:: JOB 1 ::
Retype the passage on variable drilling stabilizers, everything from "The variable stabilisers can" down to "in hard formations.".
:: JOB 2 ::
List the advantages that the passage on variable drilling stabilizers says will result from drilling a constant dog leg.
:: JOB 3 ::
Continue the passage on variable drilling stabilizers, starting after its last sentence.

:: SOURCE EXCERPT ::
▼
The variable stabiliser allows a constant dog leg to be drilled from the start to the end of each well hole section. It is a simple matter to calculate the required blade offset to produce a particular dog leg. This offset along with the toolface setting is transmitted to the stabiliser. Should the estimation of bit walk prove to be incorrect, it is a straightforward task to reprogramme the stabiliser with no loss of rig time. The constant dog leg drilled will result in a number of further advantages: (a) reduced torque and drag, which is especially important with the oil base mud changes that are being introduced; (b) greater measured depths can be considered when reduced torque and drag can be guaranteed; (c) casing wear will be reduced; and (d) key seat problems will not appear.

With the tool of the present invention, it is also possible to provide a combination of the various types of the variable stabilisers described earlier in order to perform sidetracking operations, where controlled bit sideloadings and bit face tilt angles can be created, by programming the degree of sidecutting force into a variable nearbit stabiliser. This would be complimented by a variable string stabiliser offset in the opposite direction to the variable nearbit stabiliser, thus providing the degree of bit face offset to effect the side track.

The variable stabilisers can then be adjusted to provide normal directional control, after the side track has been completed, therefore removing the requirement for unwanted additional trips to change the BHA configuration.

The major advantage to this system is that it will force the assembly to drill into a formation that is harder than the cement plug that has just been set, thus avoiding the problem of being unable to effect a side track in hard formations.

In controlled orientation and side tracking tools, the downhole processor provided by the control unit 24 should preferably incorporate an electrical power source, two or more accelerometers for the purposes of sensing the earth's gravity, a means to count the number of revolutions of the mandrel in a given time frame, and to then assess whether a coded message has been sent, and a means to trigger the hydraulic switches at the correct time and in the correct order. Upon receipt of a coded message, the control unit must store it in its memory. When required to do so, the control unit should read the memory and read the blade extensions, from this calculate the diameter of the borehole, and after reading the outputs from the accelerometers calculate the required blade extensions to achieve the desired objective. The blades may then be adjusted in the following way, starting with the uppermost blades first.
▲
:: RECORD EXCERPTS ::
▼
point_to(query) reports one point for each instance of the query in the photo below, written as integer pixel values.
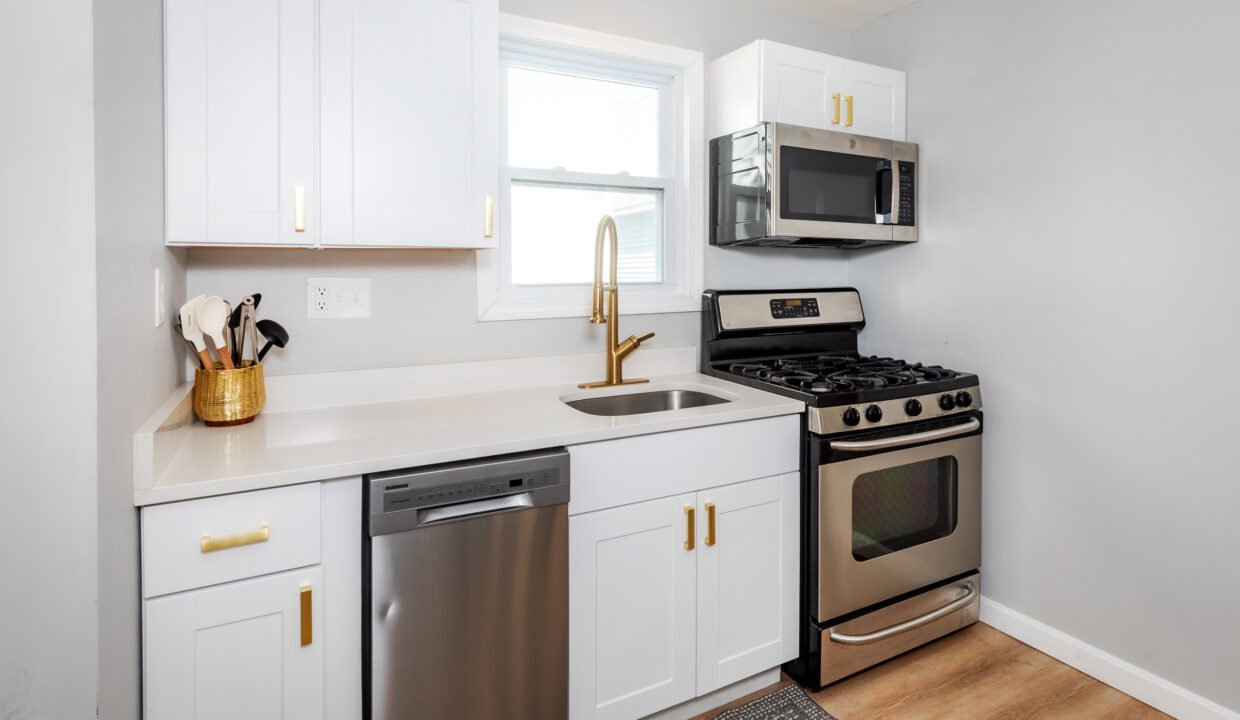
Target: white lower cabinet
(238, 651)
(666, 605)
(233, 628)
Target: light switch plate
(337, 298)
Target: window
(595, 124)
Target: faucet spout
(615, 350)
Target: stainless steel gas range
(890, 481)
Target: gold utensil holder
(223, 398)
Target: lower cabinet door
(747, 579)
(631, 609)
(244, 651)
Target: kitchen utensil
(274, 333)
(190, 331)
(212, 316)
(234, 322)
(248, 322)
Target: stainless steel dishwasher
(466, 591)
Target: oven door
(833, 185)
(898, 513)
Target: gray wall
(424, 302)
(47, 429)
(139, 363)
(1076, 250)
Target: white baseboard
(1120, 674)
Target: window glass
(554, 226)
(585, 124)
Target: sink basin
(649, 402)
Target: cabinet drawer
(206, 542)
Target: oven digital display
(792, 307)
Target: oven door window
(817, 185)
(899, 507)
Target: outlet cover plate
(337, 298)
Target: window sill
(547, 307)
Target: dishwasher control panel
(521, 480)
(399, 496)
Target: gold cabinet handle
(306, 616)
(210, 544)
(299, 208)
(489, 218)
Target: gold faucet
(616, 351)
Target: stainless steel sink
(640, 403)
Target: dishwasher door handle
(494, 504)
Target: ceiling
(840, 13)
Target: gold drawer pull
(306, 616)
(236, 540)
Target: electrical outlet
(160, 300)
(337, 298)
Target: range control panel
(786, 307)
(401, 496)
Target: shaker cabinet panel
(241, 110)
(631, 607)
(770, 82)
(237, 651)
(409, 122)
(747, 580)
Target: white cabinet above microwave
(769, 82)
(339, 123)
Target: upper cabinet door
(409, 94)
(748, 579)
(874, 96)
(241, 110)
(801, 87)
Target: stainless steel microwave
(785, 185)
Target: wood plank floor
(976, 673)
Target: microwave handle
(883, 202)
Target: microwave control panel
(907, 195)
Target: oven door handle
(879, 635)
(902, 440)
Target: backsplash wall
(424, 306)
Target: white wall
(139, 363)
(1078, 252)
(424, 302)
(47, 374)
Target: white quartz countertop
(180, 459)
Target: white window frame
(683, 191)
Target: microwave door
(884, 193)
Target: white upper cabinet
(340, 123)
(769, 82)
(409, 96)
(241, 120)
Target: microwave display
▲
:: EXERCISE RESPONSE 1 ::
The variable stabilisers can then be adjusted to provide normal directional control, after the side track has been completed, therefore removing the requirement for unwanted additional trips to change the BHA configuration.

The major advantage to this system is that it will force the assembly to drill into a formation that is harder than the cement plug that has just been set, thus avoiding the problem of being unable to effect a side track in hard formations.

:: EXERCISE RESPONSE 2 ::
- Reduced torque and drag
- Greater measured depths can be considered when reduced torque and drag can be guaranteed
- Reduced casing wear
- Key seat problems will not appear

:: EXERCISE RESPONSE 3 ::
1. Open the hydraulic line from the low pressure chamber to any blade or blades that may need retracting and monitor the blades until the desired position is reached, when they should be shut off from communication with both low and high pressure reservoirs.

2. At some short time interval later open up the high pressure chamber to any blade that may need extending and shut off when so done.

3. If required, open up the third blade to the high pressure reservoir until the desired objective is achieved.

4. Open the uppermost blade to the high pressure chamber, re-read all three blade extensions and repeat steps 1 to 3 if out of limits. The preferred method of determining how far each blade has extended is to use an ultrasonic measuring device.

Preferably, two of the blades will be signalled to move to the exact offset required, and the third blade is left open to the hydraulic power from the high pressure reservoir, so providing the power to the third blade to maintain its orientation and to grip the well bore so that the stabiliser does not rotate.

One arrangement for controlling the variable stabiliser for use in controlled orientation and side tracking operations will now be described in more detail, by way of example.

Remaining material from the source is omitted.